→ Exercise
Please write out each line of the material below as a numbered list, skipping blank lines and leaving out the pictures.

→ Information given
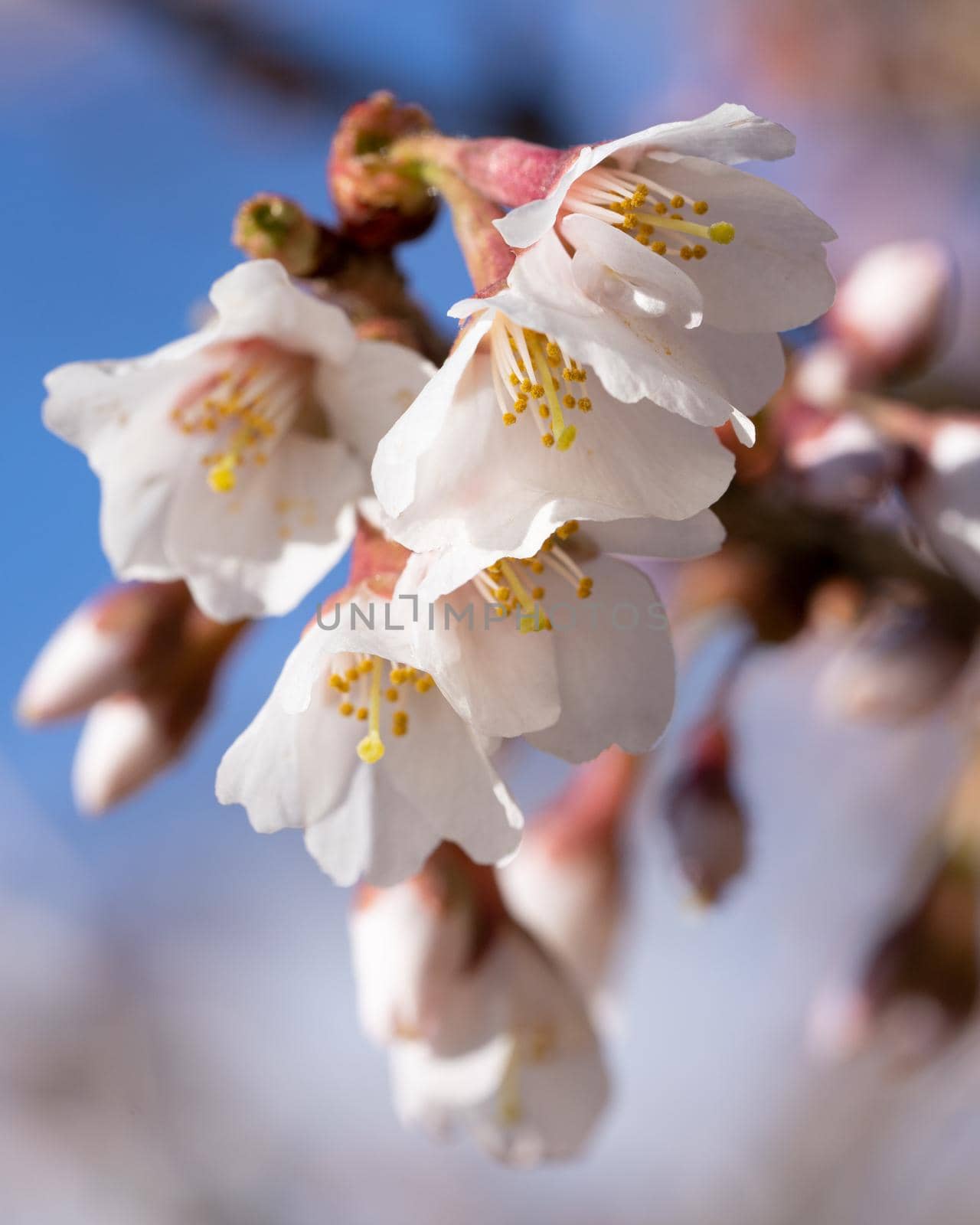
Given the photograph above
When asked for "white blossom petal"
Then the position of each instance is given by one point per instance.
(728, 134)
(499, 493)
(260, 548)
(616, 667)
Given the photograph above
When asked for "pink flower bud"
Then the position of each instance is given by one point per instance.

→ Solution
1. Given the photograph above
2. When asked for "white blossom petal"
3. Then the position of each instance is given by one point per instance.
4. (728, 134)
5. (499, 493)
6. (260, 548)
7. (616, 667)
8. Given the photograph above
9. When asked for "pink flower bud"
10. Then the position of each instance is given by one point per instance.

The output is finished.